Quoted passage:
========
Let's go ahead.  It addresses a bug and should be quite safe.


Jeff
  
Patrick Palka Jan. 26, 2023, 2:45 p.m. UTC | #4
On Fri, 18 Nov 2022, apinski--- via Gcc-patches wrote:

> From: Andrew Pinski <apinski@marvell.com>
> 
> Since we use C++11 by default now, we can
> use constexpr for some const decls in tree-core.h.
> 
> This patch does that and it allows for better optimizations
> of GCC code with checking enabled and without LTO.
> 
> For an example generic-match.cc compiling is speed up due
> to the less number of basic blocks and less debugging info
> produced. I did not check the speed of compiling the same source
> but rather the speed of compiling the old vs new sources here
> (but with the same compiler base).
> 
> The small slow down in the parsing of the arrays in each TU
> is migrated by a speed up in how much code/debugging info
> is produced in the end.
> 
> Note I looked at generic-match.cc since it is one of the
> compiling sources which causes parallel building to stall and
> I wanted to speed it up.
========
Problems to solve:
- 1) Copy the part of the GCC patch discussion starting with "Patrick Palka Jan." and going on through "and without LTO.".
- 2) Carry on the GCC patch discussion from the point where it stops.
The records play no part in this work.
========
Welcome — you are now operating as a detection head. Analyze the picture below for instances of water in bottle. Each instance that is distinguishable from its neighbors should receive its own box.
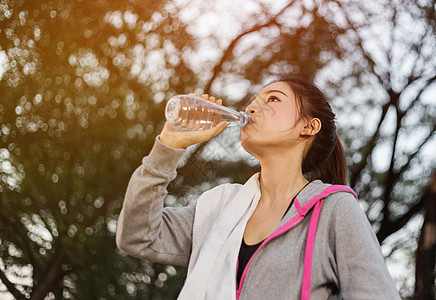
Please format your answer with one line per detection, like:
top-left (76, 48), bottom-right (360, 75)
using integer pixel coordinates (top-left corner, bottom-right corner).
top-left (165, 95), bottom-right (249, 130)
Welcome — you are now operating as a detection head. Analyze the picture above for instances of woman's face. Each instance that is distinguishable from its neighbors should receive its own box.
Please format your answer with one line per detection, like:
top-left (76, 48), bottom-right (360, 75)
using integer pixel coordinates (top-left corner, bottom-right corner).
top-left (241, 82), bottom-right (302, 157)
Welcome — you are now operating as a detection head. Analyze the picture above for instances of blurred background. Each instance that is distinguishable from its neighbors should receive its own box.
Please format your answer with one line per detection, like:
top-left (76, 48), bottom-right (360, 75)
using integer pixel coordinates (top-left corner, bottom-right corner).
top-left (0, 0), bottom-right (436, 299)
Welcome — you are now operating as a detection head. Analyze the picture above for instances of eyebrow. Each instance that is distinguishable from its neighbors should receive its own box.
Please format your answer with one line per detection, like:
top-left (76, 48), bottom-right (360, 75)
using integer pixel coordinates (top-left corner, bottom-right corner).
top-left (266, 90), bottom-right (288, 97)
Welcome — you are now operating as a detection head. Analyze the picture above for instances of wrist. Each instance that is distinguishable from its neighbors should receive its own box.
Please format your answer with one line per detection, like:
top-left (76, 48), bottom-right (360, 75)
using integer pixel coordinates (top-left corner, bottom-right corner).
top-left (159, 134), bottom-right (186, 149)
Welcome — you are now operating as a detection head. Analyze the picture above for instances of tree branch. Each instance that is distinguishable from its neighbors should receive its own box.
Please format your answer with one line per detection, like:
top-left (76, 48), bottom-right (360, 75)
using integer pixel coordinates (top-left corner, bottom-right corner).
top-left (0, 269), bottom-right (26, 300)
top-left (377, 187), bottom-right (430, 244)
top-left (204, 0), bottom-right (294, 93)
top-left (30, 246), bottom-right (67, 300)
top-left (334, 1), bottom-right (391, 90)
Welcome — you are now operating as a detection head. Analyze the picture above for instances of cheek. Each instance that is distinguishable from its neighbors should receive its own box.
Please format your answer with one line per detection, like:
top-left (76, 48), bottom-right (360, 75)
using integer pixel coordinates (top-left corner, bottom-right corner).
top-left (262, 108), bottom-right (296, 131)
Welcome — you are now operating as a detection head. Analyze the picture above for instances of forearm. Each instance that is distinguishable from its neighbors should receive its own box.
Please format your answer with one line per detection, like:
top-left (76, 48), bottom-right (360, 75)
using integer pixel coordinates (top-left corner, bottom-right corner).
top-left (116, 135), bottom-right (194, 264)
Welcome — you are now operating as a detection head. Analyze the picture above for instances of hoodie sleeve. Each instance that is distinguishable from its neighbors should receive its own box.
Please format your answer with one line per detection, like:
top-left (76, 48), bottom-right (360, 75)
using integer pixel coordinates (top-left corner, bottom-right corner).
top-left (332, 193), bottom-right (400, 300)
top-left (116, 135), bottom-right (195, 266)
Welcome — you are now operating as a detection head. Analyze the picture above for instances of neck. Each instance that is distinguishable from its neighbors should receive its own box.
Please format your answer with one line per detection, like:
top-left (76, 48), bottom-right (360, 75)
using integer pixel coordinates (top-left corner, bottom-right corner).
top-left (259, 153), bottom-right (309, 206)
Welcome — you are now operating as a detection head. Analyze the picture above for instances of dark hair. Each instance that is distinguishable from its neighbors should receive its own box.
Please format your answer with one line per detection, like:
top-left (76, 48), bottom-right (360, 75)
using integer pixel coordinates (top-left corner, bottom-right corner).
top-left (252, 77), bottom-right (347, 185)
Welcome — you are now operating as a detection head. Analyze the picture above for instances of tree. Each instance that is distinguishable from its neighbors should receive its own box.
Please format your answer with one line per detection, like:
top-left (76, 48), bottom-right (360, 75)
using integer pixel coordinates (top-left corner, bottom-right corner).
top-left (175, 1), bottom-right (436, 293)
top-left (0, 0), bottom-right (436, 299)
top-left (0, 1), bottom-right (195, 299)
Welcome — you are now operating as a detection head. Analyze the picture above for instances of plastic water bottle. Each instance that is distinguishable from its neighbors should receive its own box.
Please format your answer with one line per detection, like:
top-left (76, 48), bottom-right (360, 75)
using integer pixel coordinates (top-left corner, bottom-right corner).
top-left (165, 95), bottom-right (249, 130)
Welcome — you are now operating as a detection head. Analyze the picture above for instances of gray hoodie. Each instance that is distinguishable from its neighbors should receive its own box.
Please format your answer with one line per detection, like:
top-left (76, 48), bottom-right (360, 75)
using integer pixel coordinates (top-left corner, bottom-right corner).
top-left (116, 136), bottom-right (400, 300)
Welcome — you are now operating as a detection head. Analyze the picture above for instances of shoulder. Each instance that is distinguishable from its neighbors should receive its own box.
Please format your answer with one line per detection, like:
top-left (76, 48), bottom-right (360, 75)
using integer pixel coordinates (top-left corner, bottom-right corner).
top-left (197, 183), bottom-right (243, 209)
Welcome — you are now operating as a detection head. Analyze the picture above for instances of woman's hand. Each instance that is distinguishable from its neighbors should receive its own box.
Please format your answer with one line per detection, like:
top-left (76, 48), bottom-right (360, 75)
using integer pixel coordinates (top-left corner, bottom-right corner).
top-left (159, 94), bottom-right (230, 149)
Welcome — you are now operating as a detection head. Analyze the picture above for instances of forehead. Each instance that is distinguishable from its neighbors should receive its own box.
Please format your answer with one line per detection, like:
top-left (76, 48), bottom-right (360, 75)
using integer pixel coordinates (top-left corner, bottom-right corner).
top-left (259, 81), bottom-right (294, 98)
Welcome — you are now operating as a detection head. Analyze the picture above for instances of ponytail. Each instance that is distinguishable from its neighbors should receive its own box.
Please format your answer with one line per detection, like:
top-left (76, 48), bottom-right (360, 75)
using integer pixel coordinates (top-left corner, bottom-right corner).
top-left (310, 135), bottom-right (347, 185)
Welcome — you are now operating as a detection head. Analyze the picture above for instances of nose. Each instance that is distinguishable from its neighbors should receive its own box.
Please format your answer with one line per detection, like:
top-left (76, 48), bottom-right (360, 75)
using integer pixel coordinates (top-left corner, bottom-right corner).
top-left (245, 101), bottom-right (257, 114)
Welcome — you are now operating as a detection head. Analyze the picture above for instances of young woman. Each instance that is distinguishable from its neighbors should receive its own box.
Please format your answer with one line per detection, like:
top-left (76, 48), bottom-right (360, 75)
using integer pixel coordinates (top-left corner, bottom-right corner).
top-left (117, 78), bottom-right (400, 300)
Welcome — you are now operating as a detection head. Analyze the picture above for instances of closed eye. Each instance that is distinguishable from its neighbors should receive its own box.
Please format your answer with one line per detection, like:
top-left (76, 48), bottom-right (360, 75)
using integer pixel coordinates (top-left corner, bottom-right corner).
top-left (266, 96), bottom-right (280, 102)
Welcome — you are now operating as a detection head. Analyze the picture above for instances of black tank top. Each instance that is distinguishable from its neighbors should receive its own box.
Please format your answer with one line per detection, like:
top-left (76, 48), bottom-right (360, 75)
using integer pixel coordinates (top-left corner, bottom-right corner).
top-left (236, 196), bottom-right (298, 287)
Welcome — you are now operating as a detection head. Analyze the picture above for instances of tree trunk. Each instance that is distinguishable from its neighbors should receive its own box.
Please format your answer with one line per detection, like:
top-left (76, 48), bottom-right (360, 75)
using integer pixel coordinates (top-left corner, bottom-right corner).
top-left (415, 170), bottom-right (436, 300)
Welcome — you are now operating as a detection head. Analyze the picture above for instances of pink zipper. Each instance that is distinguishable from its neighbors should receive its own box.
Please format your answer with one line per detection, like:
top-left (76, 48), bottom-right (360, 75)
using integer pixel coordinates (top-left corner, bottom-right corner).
top-left (236, 210), bottom-right (304, 299)
top-left (236, 185), bottom-right (358, 299)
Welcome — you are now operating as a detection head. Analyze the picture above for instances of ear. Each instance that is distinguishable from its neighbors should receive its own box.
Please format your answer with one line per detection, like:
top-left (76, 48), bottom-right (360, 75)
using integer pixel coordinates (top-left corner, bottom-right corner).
top-left (300, 118), bottom-right (321, 137)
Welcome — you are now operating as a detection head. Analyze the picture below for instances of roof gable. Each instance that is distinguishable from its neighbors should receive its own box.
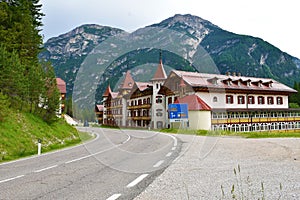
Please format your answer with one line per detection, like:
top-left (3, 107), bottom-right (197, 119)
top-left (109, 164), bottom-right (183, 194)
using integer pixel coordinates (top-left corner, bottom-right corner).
top-left (175, 94), bottom-right (211, 111)
top-left (56, 78), bottom-right (67, 94)
top-left (121, 70), bottom-right (134, 89)
top-left (151, 59), bottom-right (167, 81)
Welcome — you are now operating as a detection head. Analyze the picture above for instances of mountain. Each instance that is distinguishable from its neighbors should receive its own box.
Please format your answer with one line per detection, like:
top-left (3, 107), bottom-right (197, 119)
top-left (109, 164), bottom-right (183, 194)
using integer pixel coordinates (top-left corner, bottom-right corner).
top-left (39, 24), bottom-right (124, 95)
top-left (40, 15), bottom-right (300, 113)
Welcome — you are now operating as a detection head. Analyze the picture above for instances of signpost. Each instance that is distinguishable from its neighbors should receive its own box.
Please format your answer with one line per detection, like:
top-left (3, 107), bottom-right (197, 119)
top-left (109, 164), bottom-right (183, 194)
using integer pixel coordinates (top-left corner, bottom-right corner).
top-left (168, 103), bottom-right (189, 126)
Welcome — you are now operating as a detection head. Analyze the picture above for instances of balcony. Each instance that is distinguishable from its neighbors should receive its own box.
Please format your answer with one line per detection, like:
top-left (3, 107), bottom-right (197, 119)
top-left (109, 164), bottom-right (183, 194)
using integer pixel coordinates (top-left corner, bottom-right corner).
top-left (211, 117), bottom-right (300, 124)
top-left (127, 104), bottom-right (151, 110)
top-left (128, 116), bottom-right (151, 121)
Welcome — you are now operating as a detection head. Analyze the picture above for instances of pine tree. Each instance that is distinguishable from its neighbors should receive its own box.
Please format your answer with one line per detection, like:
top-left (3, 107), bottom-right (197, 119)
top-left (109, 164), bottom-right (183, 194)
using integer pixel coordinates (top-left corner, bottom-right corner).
top-left (40, 62), bottom-right (60, 123)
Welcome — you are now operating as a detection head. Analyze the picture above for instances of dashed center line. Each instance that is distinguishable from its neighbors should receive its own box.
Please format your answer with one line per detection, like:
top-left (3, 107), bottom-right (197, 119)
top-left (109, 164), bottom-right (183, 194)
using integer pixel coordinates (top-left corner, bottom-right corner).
top-left (34, 165), bottom-right (58, 173)
top-left (0, 175), bottom-right (25, 183)
top-left (166, 152), bottom-right (173, 157)
top-left (126, 174), bottom-right (149, 188)
top-left (153, 160), bottom-right (165, 167)
top-left (106, 194), bottom-right (121, 200)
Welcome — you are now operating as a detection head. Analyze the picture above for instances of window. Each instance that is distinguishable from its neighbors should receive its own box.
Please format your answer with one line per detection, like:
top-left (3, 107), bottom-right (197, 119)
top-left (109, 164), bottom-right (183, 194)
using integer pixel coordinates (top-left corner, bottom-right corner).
top-left (276, 97), bottom-right (283, 105)
top-left (248, 96), bottom-right (255, 104)
top-left (213, 97), bottom-right (218, 102)
top-left (168, 97), bottom-right (172, 105)
top-left (257, 96), bottom-right (265, 104)
top-left (156, 96), bottom-right (162, 103)
top-left (267, 97), bottom-right (274, 105)
top-left (226, 95), bottom-right (233, 104)
top-left (238, 96), bottom-right (245, 104)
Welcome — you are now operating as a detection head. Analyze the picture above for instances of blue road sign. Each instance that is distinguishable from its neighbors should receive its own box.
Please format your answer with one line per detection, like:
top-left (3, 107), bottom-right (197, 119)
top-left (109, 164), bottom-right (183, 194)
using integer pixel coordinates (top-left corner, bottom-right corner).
top-left (168, 103), bottom-right (189, 120)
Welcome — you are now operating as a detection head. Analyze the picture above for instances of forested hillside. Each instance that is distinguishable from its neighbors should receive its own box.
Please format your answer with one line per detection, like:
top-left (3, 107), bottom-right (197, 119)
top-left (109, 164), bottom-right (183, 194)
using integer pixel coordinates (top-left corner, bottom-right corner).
top-left (0, 0), bottom-right (79, 161)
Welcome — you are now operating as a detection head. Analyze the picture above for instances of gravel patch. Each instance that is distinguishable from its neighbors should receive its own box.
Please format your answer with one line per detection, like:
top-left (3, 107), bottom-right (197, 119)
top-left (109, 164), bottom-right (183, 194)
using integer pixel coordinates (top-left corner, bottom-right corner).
top-left (135, 135), bottom-right (300, 200)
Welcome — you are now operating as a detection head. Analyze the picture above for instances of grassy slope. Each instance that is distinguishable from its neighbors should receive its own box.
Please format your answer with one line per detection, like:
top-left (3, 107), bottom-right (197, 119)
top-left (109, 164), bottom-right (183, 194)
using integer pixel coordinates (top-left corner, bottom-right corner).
top-left (0, 110), bottom-right (81, 162)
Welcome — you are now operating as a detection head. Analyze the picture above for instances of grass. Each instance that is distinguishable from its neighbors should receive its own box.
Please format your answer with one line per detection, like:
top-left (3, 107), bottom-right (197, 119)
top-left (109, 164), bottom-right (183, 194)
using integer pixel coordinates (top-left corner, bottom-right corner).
top-left (161, 129), bottom-right (300, 138)
top-left (0, 110), bottom-right (92, 162)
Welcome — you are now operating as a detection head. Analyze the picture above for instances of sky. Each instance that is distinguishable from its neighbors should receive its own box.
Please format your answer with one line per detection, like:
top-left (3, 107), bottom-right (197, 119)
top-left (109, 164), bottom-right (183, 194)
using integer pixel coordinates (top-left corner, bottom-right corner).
top-left (40, 0), bottom-right (300, 58)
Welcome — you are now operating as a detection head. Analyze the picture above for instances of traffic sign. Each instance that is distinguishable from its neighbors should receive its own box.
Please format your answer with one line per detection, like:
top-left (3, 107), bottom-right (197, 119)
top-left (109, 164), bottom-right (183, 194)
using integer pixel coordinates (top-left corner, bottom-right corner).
top-left (168, 103), bottom-right (189, 122)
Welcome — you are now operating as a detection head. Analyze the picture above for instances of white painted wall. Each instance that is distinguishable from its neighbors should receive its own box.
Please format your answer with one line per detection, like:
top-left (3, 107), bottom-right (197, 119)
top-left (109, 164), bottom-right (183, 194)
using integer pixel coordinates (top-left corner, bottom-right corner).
top-left (196, 92), bottom-right (289, 109)
top-left (189, 111), bottom-right (211, 130)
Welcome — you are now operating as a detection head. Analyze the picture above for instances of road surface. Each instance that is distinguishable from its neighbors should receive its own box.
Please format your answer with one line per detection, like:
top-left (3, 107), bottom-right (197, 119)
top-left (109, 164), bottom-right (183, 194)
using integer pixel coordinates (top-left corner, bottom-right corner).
top-left (0, 128), bottom-right (181, 200)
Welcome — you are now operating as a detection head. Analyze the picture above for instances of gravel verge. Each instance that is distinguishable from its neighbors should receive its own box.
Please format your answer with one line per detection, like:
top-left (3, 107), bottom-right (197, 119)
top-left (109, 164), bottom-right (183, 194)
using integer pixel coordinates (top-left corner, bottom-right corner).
top-left (135, 135), bottom-right (300, 200)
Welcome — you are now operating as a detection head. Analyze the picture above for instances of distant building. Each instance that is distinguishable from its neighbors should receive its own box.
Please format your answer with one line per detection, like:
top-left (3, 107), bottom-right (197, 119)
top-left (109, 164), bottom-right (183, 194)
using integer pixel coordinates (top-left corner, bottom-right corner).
top-left (56, 78), bottom-right (67, 115)
top-left (96, 54), bottom-right (300, 131)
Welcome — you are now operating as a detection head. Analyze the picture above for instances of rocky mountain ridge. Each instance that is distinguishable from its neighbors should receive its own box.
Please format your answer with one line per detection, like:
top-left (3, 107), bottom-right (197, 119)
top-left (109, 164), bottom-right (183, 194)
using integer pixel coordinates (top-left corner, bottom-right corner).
top-left (40, 15), bottom-right (300, 110)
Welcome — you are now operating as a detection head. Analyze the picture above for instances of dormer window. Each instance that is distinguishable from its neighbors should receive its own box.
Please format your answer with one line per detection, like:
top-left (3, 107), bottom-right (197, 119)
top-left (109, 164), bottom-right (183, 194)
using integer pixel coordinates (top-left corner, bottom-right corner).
top-left (262, 81), bottom-right (273, 88)
top-left (223, 78), bottom-right (232, 86)
top-left (207, 77), bottom-right (219, 85)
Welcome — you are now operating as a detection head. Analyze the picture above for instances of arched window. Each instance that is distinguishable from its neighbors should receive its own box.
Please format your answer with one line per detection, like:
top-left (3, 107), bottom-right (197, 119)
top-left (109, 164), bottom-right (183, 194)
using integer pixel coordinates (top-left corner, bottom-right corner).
top-left (213, 97), bottom-right (218, 102)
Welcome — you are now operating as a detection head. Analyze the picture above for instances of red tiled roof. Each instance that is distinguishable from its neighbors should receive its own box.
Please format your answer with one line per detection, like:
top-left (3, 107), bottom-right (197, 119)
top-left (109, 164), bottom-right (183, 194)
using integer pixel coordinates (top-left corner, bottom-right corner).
top-left (136, 82), bottom-right (152, 91)
top-left (151, 59), bottom-right (167, 81)
top-left (96, 105), bottom-right (104, 111)
top-left (121, 70), bottom-right (134, 89)
top-left (102, 84), bottom-right (111, 97)
top-left (172, 70), bottom-right (296, 93)
top-left (56, 78), bottom-right (67, 94)
top-left (110, 92), bottom-right (119, 99)
top-left (175, 94), bottom-right (211, 110)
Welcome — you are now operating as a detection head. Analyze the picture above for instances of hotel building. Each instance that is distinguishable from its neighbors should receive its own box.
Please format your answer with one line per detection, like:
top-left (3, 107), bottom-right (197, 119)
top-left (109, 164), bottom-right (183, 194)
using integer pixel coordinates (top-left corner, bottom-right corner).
top-left (98, 58), bottom-right (300, 132)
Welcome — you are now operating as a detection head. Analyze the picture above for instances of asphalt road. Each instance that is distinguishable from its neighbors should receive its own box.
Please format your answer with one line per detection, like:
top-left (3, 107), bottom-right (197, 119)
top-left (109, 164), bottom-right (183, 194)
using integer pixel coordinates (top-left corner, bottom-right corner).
top-left (0, 128), bottom-right (181, 200)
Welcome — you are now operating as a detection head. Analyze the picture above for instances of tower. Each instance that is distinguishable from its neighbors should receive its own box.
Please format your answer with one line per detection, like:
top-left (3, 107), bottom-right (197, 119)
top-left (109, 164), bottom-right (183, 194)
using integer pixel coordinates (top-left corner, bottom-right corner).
top-left (150, 51), bottom-right (167, 129)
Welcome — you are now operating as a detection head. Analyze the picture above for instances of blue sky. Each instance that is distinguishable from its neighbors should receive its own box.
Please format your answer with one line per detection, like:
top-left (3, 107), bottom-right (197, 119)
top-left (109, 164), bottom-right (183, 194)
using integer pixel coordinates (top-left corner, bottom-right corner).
top-left (40, 0), bottom-right (300, 58)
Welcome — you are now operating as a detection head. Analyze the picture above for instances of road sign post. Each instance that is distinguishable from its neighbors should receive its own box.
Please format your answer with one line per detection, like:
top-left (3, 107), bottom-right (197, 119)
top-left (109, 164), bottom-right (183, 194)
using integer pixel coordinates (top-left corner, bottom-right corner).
top-left (38, 139), bottom-right (42, 155)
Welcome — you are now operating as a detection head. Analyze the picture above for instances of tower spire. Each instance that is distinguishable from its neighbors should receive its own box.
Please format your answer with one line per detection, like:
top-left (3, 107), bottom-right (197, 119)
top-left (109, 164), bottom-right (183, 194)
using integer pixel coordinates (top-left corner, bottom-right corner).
top-left (159, 49), bottom-right (162, 62)
top-left (151, 49), bottom-right (167, 81)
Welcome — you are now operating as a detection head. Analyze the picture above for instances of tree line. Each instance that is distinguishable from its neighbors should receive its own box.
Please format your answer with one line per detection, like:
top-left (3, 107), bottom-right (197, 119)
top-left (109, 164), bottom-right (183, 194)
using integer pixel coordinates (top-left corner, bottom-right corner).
top-left (0, 0), bottom-right (60, 123)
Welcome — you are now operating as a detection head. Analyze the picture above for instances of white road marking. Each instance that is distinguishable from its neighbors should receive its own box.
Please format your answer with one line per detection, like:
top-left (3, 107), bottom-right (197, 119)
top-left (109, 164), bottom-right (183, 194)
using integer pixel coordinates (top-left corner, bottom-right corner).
top-left (153, 160), bottom-right (165, 167)
top-left (0, 175), bottom-right (25, 183)
top-left (65, 131), bottom-right (131, 164)
top-left (65, 155), bottom-right (92, 164)
top-left (106, 194), bottom-right (121, 200)
top-left (126, 174), bottom-right (149, 188)
top-left (34, 165), bottom-right (58, 173)
top-left (166, 152), bottom-right (172, 157)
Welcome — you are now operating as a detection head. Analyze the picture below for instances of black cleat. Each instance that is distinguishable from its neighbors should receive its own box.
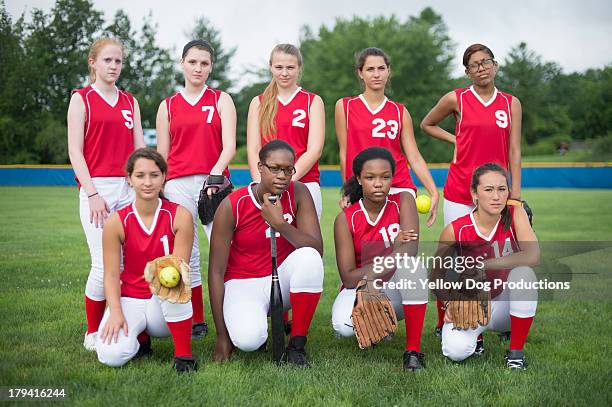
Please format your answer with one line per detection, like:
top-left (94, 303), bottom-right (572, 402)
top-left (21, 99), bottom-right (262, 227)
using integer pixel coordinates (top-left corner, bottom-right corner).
top-left (404, 350), bottom-right (425, 372)
top-left (285, 321), bottom-right (293, 336)
top-left (283, 336), bottom-right (310, 368)
top-left (506, 350), bottom-right (527, 370)
top-left (499, 331), bottom-right (510, 342)
top-left (133, 337), bottom-right (153, 359)
top-left (474, 339), bottom-right (484, 356)
top-left (174, 356), bottom-right (198, 374)
top-left (191, 322), bottom-right (208, 339)
top-left (434, 326), bottom-right (442, 340)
========
Expected responses:
- 1)
Patrick Palka Jan. 26, 2023, 2:45 p.m. UTC | #4
On Fri, 18 Nov 2022, apinski--- via Gcc-patches wrote:

> From: Andrew Pinski <apinski@marvell.com>
> 
> Since we use C++11 by default now, we can
> use constexpr for some const decls in tree-core.h.
> 
> This patch does that and it allows for better optimizations
> of GCC code with checking enabled and without LTO.

- 2)
> 
> OK? Bootstrapped and tested on x86_64-linux-gnu with no regressions.
> Or should this wait until GCC 13 branches off?
> 
> gcc/ChangeLog:
> 
> 	PR middle-end/14840
> 	* tree-core.h (tree_code_type): Constexprify
> 	by including all-tree.def.
> 	(tree_code_length): Likewise.
> 	* tree.cc (tree_code_type): Remove.
> 	(tree_code_length): Remove.
> ---
>  gcc/tree-core.h | 21 +++++++++++++++++++--
>  gcc/tree.cc     | 24 ------------------------
>  2 files changed, 19 insertions(+), 26 deletions(-)
> 
> diff --git a/gcc/tree-core.h b/gcc/tree-core.h
> index af75522504f..e146b133dbd 100644
> --- a/gcc/tree-core.h
> +++ b/gcc/tree-core.h
> @@ -2284,15 +2284,32 @@ struct floatn_type_info {
>  /* Matrix describing the structures contained in a given tree code.  */
>  extern bool tree_contains_struct[MAX_TREE_CODES][64];
>  
> +#define DEFTREECODE(SYM, NAME, TYPE, LENGTH) TYPE,
> +#define END_OF_BASE_TREE_CODES tcc_exceptional,
> +
> +
>  /* Class of tree given its code.  */
> -extern const enum tree_code_class tree_code_type[];
> +constexpr enum tree_code_class tree_code_type[] = {
> +#include "all-tree.def"
> +};
> +
> +#undef DEFTREECODE
> +#undef END_OF_BASE_TREE_CODES
>  
>  /* Each tree code class has an associated string representation.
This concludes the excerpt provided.